In the past I’ve never been one to stir the hornet’s nest. However, I’d like to take the opportunity to express some of my views after an issue was raised by some concerned individuals.
As many people are aware, Queensland has an awesome barramundi impoundment fishery. The stocked fish have the ability to quickly reach immense proportions. When they reach these large sizes, they become the dominant predators. It’s proven that barra feed on many things when stocked into lakes. They terrorise bony bream and bait fish, chew on crustaceans and of course won’t pass up stocked fingerlings – even of their own kind if given the chance. We’ve even seen a barra suck a water hen off the surface.
Because of their need to feed, it has been published on many occasions that the big fish should not all be returned to the water as some need to be culled. After speaking to guys who regularly see and hear what’s going on around the lakes, it’s come to my attention just how literally some anglers have taken this opinion. Some anglers are keeping their five barra and quite often the fish are all over a metre long. I realise that people aren’t breaking any laws when doing this during the open season, however, it seems greedy and wrong that anyone would want to take so much fish. A metre barra can weigh around 20kg, so multiply that by five and that’s 100kg of fish.
I believe big fish are a prize and to catch them is a thrill. They are certainly not unlimited so we can’t kill them all. We can’t continue to waste such a valuable resource, especially when lakes’ stocking groups are finding it difficult to get their hands onto barra fingerlings. The slaughter of big barra needs to stop.
The idea of culling big barramundi started back in the earlier days when Lake Tinaroo failed to produce smaller barra. The fingerlings were going in but it was believed the big barra in the lake were making a meal of them. Unlike Tinaroo, many other barra lakes have one of the best food sources available – bony bream! Bonies live in huge schools and can be found throughout the entire lake. It’s not uncommon to see birds diving and working them in Lake Awoonga, simply because there is such a mass, they are forced to the surface by their mates. With this abundant food source swimming by all day long, the barra has to exert little energy to have a feed. It’s certainly not going to pass up an easy meal to hunt down another barra or other stocked fingerling. With all this food available, is there any need to cull big barramundi to make way for the new generation?
All I ask is that anglers take responsibility for their action. Let the big barra go, and handle them with care. Give them a chance to grow as we still don’t know just how big they are going to get. There’s no need to slaughter fish – just take a feed. As I always say to every fish I let go, “I’ll catch you later”.
If you have any views on this issue (both for and against), I’d like to hear them. You can send me an email – --e-mail address hidden--
The action at Cressbrook has been pretty slow. There are still plenty of bass to be caught and, though they haven’t been cooperating, the hit and miss action may pick up as the water temperature cools down this month.
The lake’s low level has created a lot of fish holding drop-offs along the edges to the old creek channel. The flats around these edges have been holding stacks of under-sized fish. It seems that even these smaller fish are hard to entice. Last month, hopping Mask Vib Jackalls was one of the best ways to get into some fish. Trolling these lures is another great way to get them down to where the bass are holding. Most fish caught from this area are small, however there have been some over 40cm. Cold weather is sometimes the trigger that swings this around and the bigger bass can actually become more common than the smaller ones.

• Short problem 1:
In the barramundi article, roughly how much can a one-meter barra weigh?
• Short problem 2:
Show every line of the entries that contains the string "banner".

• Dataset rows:
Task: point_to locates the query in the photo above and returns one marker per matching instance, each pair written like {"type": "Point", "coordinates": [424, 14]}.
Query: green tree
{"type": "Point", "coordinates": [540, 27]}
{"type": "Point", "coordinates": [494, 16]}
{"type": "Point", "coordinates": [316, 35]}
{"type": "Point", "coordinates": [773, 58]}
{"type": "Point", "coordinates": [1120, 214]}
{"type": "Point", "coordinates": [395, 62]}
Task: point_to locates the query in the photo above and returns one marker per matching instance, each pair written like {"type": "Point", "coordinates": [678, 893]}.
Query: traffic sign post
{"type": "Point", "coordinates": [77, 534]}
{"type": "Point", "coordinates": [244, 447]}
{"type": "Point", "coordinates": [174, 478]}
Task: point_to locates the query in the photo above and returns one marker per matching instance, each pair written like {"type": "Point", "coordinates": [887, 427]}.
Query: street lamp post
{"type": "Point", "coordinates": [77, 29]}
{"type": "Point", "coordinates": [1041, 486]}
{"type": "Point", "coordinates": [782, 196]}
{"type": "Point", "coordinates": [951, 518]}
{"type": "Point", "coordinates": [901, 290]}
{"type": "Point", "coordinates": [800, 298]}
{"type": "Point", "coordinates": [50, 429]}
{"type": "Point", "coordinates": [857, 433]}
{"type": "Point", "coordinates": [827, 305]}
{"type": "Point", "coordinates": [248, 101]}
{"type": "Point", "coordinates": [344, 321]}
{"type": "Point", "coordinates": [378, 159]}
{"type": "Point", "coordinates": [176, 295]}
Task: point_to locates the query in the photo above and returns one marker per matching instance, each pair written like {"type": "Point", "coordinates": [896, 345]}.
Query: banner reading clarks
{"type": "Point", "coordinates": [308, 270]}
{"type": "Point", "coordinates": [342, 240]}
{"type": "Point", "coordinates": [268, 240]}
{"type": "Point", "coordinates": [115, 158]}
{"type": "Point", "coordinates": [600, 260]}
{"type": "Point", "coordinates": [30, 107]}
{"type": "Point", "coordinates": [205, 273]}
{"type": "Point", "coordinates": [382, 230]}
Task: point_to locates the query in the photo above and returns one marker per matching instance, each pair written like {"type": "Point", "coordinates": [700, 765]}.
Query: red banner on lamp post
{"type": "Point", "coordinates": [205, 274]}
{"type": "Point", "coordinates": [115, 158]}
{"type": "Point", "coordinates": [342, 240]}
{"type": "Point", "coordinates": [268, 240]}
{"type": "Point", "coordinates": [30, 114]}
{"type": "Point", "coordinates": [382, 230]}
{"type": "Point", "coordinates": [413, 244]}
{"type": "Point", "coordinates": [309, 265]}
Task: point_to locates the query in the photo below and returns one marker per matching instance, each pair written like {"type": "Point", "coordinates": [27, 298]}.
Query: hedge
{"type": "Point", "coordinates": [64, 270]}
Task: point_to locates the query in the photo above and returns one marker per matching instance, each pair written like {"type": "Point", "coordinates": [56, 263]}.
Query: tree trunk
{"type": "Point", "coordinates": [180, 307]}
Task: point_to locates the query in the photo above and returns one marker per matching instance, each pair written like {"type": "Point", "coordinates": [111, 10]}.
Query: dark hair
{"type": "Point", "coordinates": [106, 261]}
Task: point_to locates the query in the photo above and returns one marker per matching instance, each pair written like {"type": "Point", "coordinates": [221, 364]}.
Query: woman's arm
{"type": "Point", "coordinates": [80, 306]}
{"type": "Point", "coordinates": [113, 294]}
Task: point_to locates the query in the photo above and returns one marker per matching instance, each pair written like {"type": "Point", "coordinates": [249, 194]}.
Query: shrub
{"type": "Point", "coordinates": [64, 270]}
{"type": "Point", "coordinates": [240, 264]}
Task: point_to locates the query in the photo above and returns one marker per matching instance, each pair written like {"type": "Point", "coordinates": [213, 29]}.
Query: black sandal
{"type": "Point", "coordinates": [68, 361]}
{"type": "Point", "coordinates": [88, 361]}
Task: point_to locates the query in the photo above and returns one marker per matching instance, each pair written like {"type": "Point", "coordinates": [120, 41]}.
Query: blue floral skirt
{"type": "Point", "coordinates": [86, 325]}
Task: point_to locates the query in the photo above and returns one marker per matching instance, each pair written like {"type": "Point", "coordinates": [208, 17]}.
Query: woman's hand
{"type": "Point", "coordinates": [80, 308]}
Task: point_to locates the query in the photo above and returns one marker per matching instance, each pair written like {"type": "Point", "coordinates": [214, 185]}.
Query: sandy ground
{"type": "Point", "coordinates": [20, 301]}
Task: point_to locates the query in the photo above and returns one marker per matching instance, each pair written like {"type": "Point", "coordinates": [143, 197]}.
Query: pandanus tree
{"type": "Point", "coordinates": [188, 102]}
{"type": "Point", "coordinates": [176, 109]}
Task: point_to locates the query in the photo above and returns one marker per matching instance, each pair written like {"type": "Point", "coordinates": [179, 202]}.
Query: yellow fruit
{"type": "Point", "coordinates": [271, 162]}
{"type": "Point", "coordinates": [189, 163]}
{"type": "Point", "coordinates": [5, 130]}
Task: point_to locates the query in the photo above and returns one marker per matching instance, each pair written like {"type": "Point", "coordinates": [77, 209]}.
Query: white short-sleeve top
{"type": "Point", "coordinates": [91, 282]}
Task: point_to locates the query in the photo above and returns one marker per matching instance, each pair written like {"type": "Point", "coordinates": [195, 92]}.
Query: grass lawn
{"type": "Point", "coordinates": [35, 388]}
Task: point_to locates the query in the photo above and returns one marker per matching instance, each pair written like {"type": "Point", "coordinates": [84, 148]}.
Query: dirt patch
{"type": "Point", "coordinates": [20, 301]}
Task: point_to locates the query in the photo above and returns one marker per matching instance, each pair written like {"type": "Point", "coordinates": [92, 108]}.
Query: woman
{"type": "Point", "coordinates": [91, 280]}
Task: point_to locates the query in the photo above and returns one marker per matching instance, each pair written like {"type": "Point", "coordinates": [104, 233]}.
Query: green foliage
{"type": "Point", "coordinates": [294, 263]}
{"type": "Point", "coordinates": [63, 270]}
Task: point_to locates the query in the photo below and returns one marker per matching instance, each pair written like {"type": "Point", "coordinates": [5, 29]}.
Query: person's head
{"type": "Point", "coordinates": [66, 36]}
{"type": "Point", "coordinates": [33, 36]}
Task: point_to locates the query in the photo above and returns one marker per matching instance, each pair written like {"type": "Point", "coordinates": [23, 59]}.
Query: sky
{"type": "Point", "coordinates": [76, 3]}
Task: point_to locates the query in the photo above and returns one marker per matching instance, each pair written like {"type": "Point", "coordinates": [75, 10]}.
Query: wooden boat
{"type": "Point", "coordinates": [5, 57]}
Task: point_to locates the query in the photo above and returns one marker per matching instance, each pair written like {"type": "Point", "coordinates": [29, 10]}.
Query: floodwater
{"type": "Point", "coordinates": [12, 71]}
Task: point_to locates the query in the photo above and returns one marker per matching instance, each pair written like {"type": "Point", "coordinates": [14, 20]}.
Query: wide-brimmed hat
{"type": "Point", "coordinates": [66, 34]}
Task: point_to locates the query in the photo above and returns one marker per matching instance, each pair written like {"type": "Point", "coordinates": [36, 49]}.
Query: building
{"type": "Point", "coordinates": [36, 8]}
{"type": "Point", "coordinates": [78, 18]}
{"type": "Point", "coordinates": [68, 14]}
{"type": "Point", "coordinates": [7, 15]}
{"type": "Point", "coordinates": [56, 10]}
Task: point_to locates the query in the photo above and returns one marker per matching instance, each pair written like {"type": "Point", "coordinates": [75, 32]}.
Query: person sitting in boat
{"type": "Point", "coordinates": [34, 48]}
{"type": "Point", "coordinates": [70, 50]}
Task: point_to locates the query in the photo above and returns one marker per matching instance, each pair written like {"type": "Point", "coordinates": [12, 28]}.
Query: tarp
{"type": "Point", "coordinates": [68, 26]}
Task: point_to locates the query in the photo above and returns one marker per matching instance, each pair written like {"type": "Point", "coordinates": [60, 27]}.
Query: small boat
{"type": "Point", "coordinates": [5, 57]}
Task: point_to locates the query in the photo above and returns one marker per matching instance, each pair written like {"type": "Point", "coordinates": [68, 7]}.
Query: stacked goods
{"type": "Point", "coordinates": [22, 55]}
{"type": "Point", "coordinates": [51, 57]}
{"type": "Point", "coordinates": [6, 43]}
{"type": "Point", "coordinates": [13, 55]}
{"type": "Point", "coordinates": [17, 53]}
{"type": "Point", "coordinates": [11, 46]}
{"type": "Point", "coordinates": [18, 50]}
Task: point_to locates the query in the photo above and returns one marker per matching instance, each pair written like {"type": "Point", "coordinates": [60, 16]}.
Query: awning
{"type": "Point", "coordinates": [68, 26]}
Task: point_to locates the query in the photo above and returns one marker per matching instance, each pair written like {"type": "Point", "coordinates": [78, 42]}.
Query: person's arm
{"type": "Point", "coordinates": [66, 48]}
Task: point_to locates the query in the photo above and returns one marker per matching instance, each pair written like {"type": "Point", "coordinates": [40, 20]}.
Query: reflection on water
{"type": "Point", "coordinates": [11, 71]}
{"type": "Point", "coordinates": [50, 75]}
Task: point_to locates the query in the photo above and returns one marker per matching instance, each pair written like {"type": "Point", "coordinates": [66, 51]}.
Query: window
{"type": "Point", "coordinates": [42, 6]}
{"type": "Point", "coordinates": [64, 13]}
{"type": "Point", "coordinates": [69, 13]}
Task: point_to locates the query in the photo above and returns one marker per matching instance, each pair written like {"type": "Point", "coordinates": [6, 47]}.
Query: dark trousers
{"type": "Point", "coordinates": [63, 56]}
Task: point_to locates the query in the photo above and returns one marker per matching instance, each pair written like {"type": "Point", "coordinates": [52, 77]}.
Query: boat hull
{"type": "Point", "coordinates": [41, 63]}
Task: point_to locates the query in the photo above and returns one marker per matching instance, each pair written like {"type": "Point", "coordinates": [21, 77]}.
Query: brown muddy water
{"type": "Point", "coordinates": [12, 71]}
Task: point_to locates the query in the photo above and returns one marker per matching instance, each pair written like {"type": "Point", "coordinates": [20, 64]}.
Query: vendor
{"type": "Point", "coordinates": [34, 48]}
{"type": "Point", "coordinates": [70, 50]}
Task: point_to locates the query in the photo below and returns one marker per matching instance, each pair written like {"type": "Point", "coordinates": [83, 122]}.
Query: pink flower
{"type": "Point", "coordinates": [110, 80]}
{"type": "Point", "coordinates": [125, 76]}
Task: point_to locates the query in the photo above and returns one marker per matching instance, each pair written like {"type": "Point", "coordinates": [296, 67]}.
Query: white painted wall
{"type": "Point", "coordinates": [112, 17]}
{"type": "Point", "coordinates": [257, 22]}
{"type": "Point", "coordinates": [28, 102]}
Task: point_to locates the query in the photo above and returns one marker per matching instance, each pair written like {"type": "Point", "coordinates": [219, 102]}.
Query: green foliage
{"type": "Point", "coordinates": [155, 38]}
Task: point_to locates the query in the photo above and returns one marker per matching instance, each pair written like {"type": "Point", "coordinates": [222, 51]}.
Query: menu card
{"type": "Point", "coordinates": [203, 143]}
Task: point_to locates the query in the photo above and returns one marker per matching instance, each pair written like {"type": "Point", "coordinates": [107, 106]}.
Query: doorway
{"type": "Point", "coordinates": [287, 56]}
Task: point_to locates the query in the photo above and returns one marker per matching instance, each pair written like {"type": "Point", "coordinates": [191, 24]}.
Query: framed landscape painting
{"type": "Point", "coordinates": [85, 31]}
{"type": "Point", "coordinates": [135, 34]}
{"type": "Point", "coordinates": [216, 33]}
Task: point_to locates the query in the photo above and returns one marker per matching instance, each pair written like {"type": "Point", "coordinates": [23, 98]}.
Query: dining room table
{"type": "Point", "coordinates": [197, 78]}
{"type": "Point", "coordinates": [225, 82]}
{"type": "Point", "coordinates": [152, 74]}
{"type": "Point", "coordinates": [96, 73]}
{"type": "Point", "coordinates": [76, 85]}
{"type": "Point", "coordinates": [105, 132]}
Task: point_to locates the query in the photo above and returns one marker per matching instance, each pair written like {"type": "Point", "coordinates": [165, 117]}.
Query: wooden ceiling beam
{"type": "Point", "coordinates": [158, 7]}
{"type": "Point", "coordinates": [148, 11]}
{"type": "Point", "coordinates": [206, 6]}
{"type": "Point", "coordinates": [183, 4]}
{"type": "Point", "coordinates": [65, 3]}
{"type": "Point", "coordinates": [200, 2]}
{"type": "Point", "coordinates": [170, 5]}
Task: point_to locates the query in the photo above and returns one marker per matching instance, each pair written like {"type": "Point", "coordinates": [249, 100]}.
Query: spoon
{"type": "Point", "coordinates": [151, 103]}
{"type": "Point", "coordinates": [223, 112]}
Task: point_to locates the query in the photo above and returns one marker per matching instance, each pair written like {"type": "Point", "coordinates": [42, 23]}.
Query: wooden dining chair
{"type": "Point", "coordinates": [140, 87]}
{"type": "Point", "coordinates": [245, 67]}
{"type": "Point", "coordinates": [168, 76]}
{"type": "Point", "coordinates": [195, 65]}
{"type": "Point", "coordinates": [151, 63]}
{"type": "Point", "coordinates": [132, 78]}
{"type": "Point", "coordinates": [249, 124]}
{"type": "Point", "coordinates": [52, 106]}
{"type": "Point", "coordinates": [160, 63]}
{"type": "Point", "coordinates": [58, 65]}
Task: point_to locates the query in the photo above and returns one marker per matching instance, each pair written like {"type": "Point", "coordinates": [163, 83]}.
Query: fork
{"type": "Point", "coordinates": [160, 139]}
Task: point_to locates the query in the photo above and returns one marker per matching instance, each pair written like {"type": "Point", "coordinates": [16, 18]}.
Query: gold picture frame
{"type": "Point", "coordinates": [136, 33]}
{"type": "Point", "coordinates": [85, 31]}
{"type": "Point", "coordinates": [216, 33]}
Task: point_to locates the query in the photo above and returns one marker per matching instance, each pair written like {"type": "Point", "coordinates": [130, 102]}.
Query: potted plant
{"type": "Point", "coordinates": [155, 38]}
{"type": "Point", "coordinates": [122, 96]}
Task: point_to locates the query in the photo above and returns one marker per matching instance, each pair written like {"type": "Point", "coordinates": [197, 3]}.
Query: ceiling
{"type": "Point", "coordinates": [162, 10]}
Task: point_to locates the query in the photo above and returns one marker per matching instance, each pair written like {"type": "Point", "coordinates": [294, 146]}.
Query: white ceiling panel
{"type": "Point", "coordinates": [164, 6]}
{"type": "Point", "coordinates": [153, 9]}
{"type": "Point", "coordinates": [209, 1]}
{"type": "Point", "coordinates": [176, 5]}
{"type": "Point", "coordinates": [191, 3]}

• Task answer 1:
Around 20kg.

• Task answer 2:
Query: banner reading clarks
Query: red banner on lamp post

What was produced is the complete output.